§ Problem to solve:
Find every line in the records below that contains the string "leaf", and copy each of those lines.

§ Given data:
>> begin

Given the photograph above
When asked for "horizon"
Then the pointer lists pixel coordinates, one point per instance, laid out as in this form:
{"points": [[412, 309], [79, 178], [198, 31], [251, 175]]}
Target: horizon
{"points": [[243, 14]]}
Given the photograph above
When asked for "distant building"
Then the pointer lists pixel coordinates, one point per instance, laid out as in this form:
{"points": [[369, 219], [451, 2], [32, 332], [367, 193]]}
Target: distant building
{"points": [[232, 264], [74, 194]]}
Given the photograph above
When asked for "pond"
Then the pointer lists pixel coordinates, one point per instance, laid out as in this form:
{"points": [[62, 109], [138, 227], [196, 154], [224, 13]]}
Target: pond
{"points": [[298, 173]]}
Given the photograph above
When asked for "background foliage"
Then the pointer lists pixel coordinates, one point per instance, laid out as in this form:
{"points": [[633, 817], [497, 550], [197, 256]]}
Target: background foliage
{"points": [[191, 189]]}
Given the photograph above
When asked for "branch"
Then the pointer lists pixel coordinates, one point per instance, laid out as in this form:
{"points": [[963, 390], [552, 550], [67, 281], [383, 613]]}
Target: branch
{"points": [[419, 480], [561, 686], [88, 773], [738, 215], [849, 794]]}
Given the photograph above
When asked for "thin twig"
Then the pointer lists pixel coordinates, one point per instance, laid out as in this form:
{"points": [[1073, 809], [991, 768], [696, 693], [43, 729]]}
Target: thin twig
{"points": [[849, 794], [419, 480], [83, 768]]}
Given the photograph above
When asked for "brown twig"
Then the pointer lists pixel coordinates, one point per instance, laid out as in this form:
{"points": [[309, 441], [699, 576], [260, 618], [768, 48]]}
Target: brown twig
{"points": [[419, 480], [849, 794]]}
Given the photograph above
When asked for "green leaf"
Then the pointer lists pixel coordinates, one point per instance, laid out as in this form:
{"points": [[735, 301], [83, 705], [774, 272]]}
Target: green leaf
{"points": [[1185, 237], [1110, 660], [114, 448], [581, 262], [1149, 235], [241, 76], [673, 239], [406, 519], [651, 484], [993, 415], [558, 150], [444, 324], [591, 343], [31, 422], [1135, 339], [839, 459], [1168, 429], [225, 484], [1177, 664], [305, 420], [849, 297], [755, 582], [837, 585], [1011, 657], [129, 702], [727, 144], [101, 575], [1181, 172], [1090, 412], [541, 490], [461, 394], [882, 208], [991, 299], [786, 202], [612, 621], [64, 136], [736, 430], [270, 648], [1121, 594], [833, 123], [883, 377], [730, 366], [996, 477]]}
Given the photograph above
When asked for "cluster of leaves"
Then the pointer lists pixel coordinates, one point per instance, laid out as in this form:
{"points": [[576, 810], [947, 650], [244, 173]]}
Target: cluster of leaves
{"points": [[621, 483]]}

>> end

§ Expected answer:
When asked for "green leaf"
Target: green leaf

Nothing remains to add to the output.